_Task objective_. Swap "instance" for "object" in the stretch of lines from the very first one through the line containing "[[19,130],[26,170],[64,155],[73,118],[60,105]]", changing nothing else. Write out only that stretch.

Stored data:
━━━━
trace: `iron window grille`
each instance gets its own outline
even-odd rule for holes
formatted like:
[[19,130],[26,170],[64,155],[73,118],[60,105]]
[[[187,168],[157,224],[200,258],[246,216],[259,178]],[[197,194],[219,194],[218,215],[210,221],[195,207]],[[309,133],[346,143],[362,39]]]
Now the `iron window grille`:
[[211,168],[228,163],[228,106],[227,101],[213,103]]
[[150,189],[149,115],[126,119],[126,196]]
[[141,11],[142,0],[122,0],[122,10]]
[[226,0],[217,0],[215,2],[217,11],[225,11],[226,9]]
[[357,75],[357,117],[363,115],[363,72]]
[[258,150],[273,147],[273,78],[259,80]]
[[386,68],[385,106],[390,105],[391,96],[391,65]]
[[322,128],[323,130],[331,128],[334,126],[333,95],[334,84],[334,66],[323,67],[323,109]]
━━━━
_Reply_.
trace: `iron window grille`
each object gets its own outline
even-odd rule for holes
formatted like:
[[19,130],[26,170],[64,155],[73,118],[60,105]]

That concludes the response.